TASK DIRECTIONS ▸ For this exercise, set down all the records exactly as given.

RECORDS SUPPLIED ▸
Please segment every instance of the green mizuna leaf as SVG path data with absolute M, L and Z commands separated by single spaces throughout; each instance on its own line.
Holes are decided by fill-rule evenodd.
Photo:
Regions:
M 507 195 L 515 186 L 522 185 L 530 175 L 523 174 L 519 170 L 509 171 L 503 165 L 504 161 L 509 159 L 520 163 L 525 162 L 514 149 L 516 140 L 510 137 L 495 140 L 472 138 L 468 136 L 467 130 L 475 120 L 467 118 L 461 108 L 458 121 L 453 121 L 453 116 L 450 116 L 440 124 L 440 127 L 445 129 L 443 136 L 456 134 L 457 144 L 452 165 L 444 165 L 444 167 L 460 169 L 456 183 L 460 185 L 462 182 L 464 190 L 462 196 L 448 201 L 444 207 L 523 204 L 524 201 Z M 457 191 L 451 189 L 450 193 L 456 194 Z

TASK SOLUTION ▸
Please segment every instance of the green mizuna leaf as SVG path data with absolute M, L and Z commands separated by single spaces throughout; each instance on its own line.
Holes are decided by fill-rule evenodd.
Photo:
Regions:
M 507 195 L 515 186 L 522 185 L 530 175 L 523 174 L 519 170 L 509 171 L 503 165 L 504 161 L 509 159 L 520 163 L 525 162 L 514 149 L 516 140 L 510 137 L 495 140 L 472 138 L 468 136 L 467 130 L 475 120 L 467 118 L 461 108 L 458 121 L 453 121 L 453 116 L 450 116 L 440 124 L 440 127 L 445 129 L 443 136 L 456 134 L 457 144 L 452 165 L 444 165 L 444 167 L 460 169 L 456 183 L 460 185 L 462 182 L 464 190 L 462 196 L 448 201 L 444 207 L 523 204 L 524 201 Z M 457 191 L 451 189 L 450 193 L 456 194 Z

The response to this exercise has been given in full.